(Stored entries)
╭──

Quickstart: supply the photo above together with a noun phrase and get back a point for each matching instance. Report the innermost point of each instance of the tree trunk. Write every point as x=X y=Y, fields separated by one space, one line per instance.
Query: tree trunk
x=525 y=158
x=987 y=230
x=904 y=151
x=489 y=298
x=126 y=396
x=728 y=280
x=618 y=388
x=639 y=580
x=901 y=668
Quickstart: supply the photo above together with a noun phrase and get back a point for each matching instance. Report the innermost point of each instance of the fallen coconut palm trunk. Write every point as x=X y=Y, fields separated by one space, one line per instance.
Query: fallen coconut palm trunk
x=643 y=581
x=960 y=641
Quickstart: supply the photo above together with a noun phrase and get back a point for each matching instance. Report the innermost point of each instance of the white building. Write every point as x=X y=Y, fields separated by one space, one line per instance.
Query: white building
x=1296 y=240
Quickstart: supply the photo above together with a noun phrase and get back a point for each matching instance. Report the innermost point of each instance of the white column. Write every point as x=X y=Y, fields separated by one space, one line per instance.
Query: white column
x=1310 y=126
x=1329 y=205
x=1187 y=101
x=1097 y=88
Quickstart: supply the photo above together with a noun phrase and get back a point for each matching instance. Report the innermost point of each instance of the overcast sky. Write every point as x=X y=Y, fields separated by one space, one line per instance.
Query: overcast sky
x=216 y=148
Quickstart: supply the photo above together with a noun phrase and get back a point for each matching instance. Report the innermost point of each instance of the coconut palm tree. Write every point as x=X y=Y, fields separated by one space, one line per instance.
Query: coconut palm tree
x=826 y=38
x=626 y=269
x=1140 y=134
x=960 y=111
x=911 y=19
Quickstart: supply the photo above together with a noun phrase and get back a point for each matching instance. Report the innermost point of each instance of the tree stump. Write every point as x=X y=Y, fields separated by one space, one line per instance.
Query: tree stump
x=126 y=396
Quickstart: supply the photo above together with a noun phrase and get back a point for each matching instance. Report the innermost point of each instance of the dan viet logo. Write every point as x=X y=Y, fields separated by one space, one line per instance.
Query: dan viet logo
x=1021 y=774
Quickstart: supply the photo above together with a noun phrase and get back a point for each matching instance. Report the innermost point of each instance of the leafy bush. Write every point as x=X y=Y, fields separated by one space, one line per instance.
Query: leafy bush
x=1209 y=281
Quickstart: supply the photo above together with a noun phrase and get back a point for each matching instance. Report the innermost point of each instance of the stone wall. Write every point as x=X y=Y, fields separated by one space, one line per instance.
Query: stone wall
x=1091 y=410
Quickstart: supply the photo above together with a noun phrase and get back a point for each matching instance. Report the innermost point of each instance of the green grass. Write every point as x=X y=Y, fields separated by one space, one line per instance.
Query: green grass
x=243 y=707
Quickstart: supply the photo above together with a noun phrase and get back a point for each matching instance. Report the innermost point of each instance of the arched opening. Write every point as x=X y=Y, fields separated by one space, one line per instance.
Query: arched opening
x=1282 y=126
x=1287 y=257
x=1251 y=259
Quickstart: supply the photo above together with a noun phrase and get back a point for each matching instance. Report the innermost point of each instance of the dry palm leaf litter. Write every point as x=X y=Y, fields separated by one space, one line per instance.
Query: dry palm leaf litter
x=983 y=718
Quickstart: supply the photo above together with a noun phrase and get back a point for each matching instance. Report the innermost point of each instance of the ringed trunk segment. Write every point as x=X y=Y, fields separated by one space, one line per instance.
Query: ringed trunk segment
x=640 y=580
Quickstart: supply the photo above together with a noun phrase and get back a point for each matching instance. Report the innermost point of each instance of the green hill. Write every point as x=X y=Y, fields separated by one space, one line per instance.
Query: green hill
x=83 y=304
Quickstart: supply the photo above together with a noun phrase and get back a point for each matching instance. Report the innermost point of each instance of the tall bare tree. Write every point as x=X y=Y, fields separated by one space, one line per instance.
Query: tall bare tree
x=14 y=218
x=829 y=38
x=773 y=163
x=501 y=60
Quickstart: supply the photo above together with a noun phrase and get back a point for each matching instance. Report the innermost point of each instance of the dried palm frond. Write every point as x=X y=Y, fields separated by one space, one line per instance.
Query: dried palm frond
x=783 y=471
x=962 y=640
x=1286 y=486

╰──

**WHAT TO PRODUCE:** For the lines above, output exactly those from the line containing "the white building." through the line containing "of the overcast", and skip the others.

**SOLUTION:**
Quickstart: supply the photo above together with a noun phrase and get back a point for each matching instance. Report the innermost point of each instance of the white building. Write every point as x=X y=Y, fields separated by one space, one line per instance.
Query: white building
x=1296 y=240
Quickstart: supply the photo above together with a noun phrase and get back a point for each matching instance. Report the innermost point of each instance of the white column. Write every point as x=X y=Y, fields separated by one space, one line per instance.
Query: white column
x=1310 y=126
x=1329 y=205
x=1187 y=101
x=1097 y=88
Quickstart: supply the photo above together with a noun phrase and get back a point for each matching instance. Report the innermost point of each instance of the overcast sky. Write every point as x=X y=Y, fields separated by one space, one line per instance.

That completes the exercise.